Keyword values in a header can be changed, and new keywords can be added using the update method of the header:

>>> header1.update("Author", "I Me Myself", "Name")
>>> header1['author']
'I Me Myself'
>>> del header1['author']
>>> header1['author']
...
KeyError: "Keyword 'author' not found."

The changes occur only in memory and so, in order to make the changes permanent, the FITS file must be written to disk.

To add new HISTORY, COMMENT and blank records use the appropriately named methods of the header object. Blank records will be placed at the end of the header, while COMMENT and HISTORY records will be placed immediately after the last occurrence of the keyword, unless an explicit position is given.

>>> header1.add_history("Changing history")
>>> header1.add_blank("A blank record. No keyword")
>>> header1.add_comment("A new comment line.")
>>> header1.add_comment("Some comment", before='histwide')
>>> header1.add_comment("Some more", after='skewness')
>>> header1.keys()
...
# # # # # # #
EXERCISE A: Lay out the stored data entries as a Markdown table with the columns "Row" and "Line", starting with the first line of the entries and going on through the line with "x=389, y=318", numbering each row and leaving out blank lines. Omit the pictures from the table.
The text and the entries were taken from separate, unrelated sources.

Stored data:
# # # # # # #
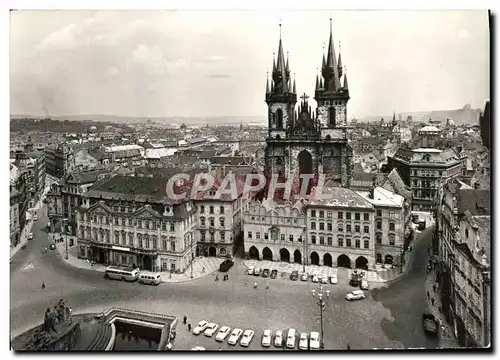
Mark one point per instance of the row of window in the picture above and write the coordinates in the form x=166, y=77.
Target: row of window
x=211, y=209
x=211, y=221
x=340, y=241
x=203, y=236
x=348, y=215
x=120, y=238
x=141, y=224
x=340, y=227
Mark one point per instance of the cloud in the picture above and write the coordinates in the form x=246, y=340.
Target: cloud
x=218, y=76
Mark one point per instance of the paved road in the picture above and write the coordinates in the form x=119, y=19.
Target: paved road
x=389, y=318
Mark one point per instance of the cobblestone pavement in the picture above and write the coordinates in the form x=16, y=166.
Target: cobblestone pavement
x=446, y=335
x=202, y=266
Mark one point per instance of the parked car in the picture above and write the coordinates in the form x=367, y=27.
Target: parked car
x=333, y=279
x=364, y=285
x=223, y=332
x=290, y=339
x=274, y=274
x=235, y=336
x=314, y=341
x=431, y=325
x=198, y=348
x=211, y=329
x=247, y=338
x=226, y=265
x=303, y=342
x=266, y=338
x=355, y=295
x=200, y=327
x=278, y=338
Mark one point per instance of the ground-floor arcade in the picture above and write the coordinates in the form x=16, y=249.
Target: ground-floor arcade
x=295, y=254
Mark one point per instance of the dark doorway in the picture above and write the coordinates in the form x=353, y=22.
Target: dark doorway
x=305, y=167
x=362, y=263
x=297, y=257
x=344, y=261
x=147, y=263
x=253, y=253
x=212, y=251
x=314, y=258
x=279, y=119
x=327, y=260
x=284, y=255
x=267, y=254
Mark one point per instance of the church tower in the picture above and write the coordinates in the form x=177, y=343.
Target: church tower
x=332, y=95
x=280, y=99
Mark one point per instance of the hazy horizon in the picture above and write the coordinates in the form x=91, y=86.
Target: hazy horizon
x=214, y=63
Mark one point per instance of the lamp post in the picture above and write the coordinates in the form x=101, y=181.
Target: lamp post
x=65, y=221
x=321, y=296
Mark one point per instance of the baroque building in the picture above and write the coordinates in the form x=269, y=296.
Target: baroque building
x=301, y=141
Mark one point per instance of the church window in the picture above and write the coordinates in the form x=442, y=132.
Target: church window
x=331, y=116
x=279, y=119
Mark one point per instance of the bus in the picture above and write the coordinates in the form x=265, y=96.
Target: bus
x=124, y=274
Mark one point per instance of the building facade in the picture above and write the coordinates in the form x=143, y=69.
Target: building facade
x=392, y=218
x=130, y=221
x=423, y=170
x=275, y=232
x=303, y=142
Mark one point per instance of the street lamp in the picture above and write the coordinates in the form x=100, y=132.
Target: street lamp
x=304, y=227
x=321, y=296
x=65, y=221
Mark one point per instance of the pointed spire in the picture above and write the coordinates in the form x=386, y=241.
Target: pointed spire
x=346, y=87
x=323, y=64
x=339, y=65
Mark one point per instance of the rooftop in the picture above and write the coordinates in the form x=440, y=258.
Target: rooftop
x=383, y=197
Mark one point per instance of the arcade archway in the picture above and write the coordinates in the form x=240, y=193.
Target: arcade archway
x=253, y=253
x=267, y=254
x=362, y=263
x=284, y=255
x=297, y=257
x=327, y=260
x=314, y=258
x=344, y=261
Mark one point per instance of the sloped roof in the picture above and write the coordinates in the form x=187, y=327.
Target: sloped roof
x=475, y=201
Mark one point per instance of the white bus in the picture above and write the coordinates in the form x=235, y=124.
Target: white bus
x=123, y=274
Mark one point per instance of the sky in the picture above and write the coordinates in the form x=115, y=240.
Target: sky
x=214, y=63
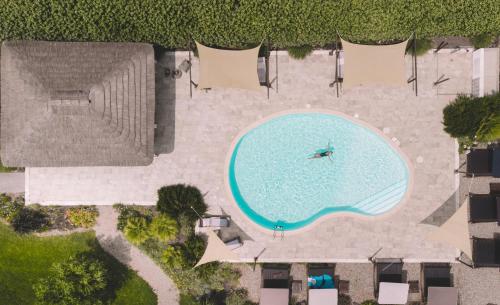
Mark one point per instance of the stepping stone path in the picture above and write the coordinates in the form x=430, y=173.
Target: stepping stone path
x=113, y=242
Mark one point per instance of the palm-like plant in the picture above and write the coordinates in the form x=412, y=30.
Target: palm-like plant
x=181, y=199
x=137, y=229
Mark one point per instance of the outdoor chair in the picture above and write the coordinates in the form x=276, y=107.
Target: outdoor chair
x=276, y=276
x=234, y=243
x=388, y=270
x=321, y=276
x=486, y=252
x=436, y=275
x=214, y=222
x=494, y=188
x=484, y=208
x=484, y=162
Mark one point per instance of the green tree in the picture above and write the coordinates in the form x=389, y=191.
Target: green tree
x=238, y=297
x=164, y=228
x=469, y=117
x=181, y=199
x=173, y=257
x=79, y=281
x=137, y=229
x=194, y=249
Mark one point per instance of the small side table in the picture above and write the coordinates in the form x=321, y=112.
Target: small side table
x=414, y=286
x=343, y=287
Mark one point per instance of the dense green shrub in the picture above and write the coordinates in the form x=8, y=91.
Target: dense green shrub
x=126, y=212
x=80, y=280
x=181, y=199
x=482, y=40
x=137, y=229
x=300, y=52
x=173, y=257
x=163, y=228
x=423, y=45
x=9, y=207
x=29, y=220
x=84, y=217
x=173, y=23
x=238, y=297
x=194, y=248
x=473, y=117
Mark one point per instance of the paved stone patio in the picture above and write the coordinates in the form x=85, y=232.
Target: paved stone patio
x=194, y=143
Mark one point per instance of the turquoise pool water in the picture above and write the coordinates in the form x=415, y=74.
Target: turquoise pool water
x=274, y=181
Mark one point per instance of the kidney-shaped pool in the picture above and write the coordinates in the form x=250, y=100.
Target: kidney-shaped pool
x=295, y=168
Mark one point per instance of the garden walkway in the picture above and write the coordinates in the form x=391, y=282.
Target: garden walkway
x=11, y=182
x=115, y=243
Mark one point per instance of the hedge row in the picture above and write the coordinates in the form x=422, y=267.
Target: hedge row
x=234, y=23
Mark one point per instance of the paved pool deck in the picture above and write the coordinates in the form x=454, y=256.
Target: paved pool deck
x=194, y=135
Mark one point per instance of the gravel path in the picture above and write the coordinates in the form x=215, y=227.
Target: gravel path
x=115, y=243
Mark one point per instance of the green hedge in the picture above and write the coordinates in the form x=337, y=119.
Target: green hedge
x=235, y=23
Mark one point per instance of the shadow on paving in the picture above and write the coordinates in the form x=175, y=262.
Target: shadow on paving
x=443, y=213
x=233, y=231
x=165, y=101
x=117, y=246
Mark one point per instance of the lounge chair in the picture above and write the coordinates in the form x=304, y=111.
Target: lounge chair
x=234, y=243
x=484, y=162
x=494, y=188
x=214, y=222
x=484, y=208
x=276, y=276
x=388, y=270
x=320, y=276
x=436, y=275
x=442, y=296
x=486, y=252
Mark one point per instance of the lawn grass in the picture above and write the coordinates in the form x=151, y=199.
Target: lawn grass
x=26, y=258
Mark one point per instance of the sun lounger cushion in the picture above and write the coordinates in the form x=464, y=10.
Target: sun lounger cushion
x=234, y=244
x=215, y=222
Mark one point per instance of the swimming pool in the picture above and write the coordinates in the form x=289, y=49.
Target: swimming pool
x=275, y=180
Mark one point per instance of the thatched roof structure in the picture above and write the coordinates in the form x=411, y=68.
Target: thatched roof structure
x=77, y=104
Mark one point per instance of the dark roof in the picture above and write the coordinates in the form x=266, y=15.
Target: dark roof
x=77, y=104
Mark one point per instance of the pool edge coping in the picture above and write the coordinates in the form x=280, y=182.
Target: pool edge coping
x=328, y=216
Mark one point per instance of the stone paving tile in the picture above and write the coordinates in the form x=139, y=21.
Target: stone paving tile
x=206, y=125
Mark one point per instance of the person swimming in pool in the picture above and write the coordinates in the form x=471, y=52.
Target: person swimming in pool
x=328, y=152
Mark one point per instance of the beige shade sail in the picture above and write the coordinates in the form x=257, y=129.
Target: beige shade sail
x=216, y=251
x=374, y=64
x=455, y=231
x=228, y=68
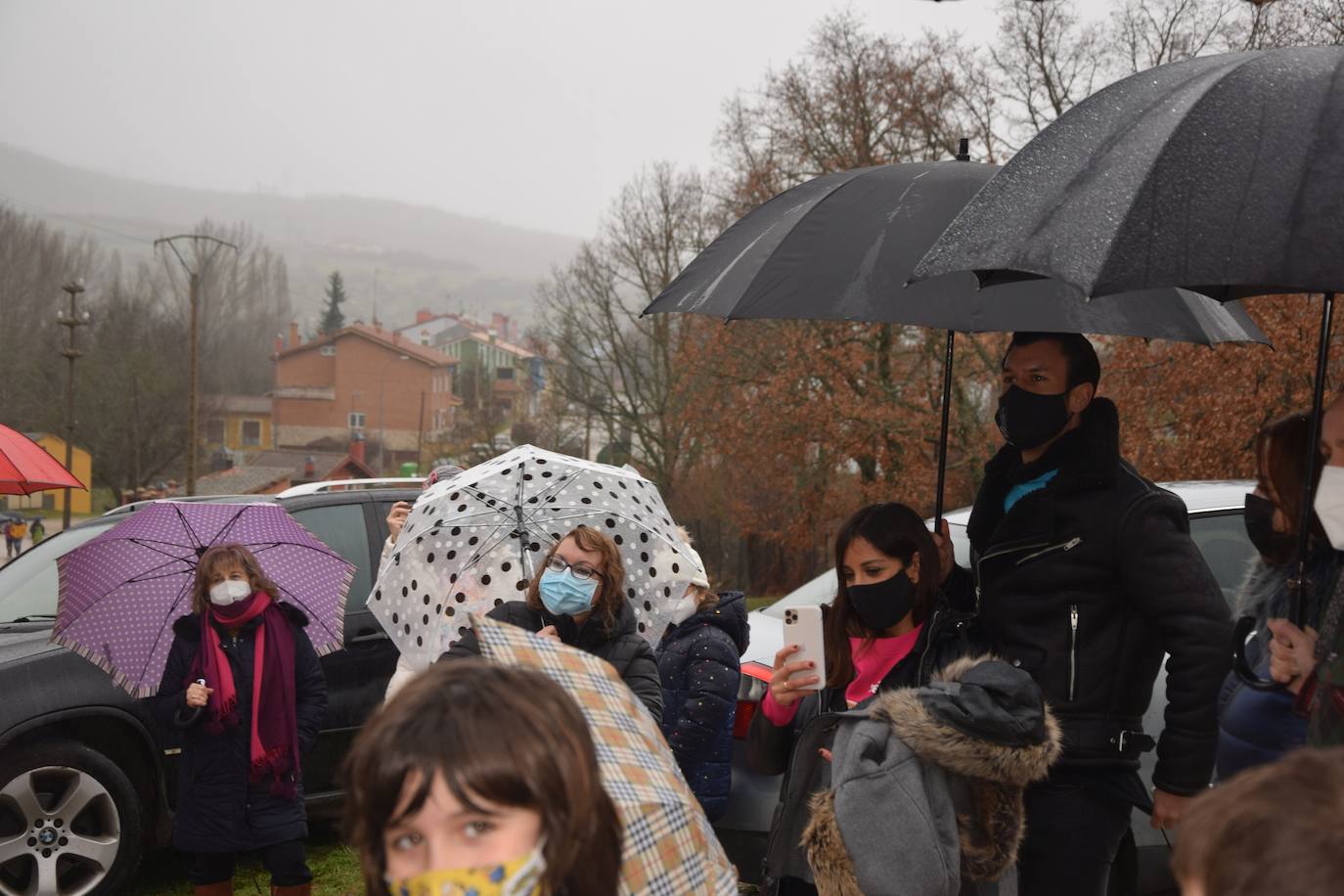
# # # # # # #
EXERCISE B: In the passage on FITS headers, swap "memory" for "RAM" and give the part starting with "The changes occur" and going on through "position is given.".

EXERCISE RESULT A:
| Row | Line |
|---|---|
| 1 | Mark one point per instance of the row of window in the picture above and write the coordinates in the form x=166, y=77. |
| 2 | Target: row of window |
| 3 | x=211, y=209 |
| 4 | x=211, y=221 |
| 5 | x=340, y=241 |
| 6 | x=203, y=236 |
| 7 | x=348, y=215 |
| 8 | x=120, y=238 |
| 9 | x=141, y=224 |
| 10 | x=340, y=227 |
| 11 | Mark one point per instance of the cloud in the picture above and write the coordinates in the form x=246, y=340. |
| 12 | Target: cloud |
| 13 | x=218, y=76 |
| 14 | Mark one point per instance of the paved road in the picture above and write the coordinates in the form x=119, y=19. |
| 15 | Target: paved road |
| 16 | x=389, y=318 |

EXERCISE RESULT B:
The changes occur only in RAM and so, in order to make the changes permanent, the FITS file must be written to disk.

To add new HISTORY, COMMENT and blank records use the appropriately named methods of the header object. Blank records will be placed at the end of the header, while COMMENT and HISTORY records will be placed immediately after the last occurrence of the keyword, unless an explicit position is given.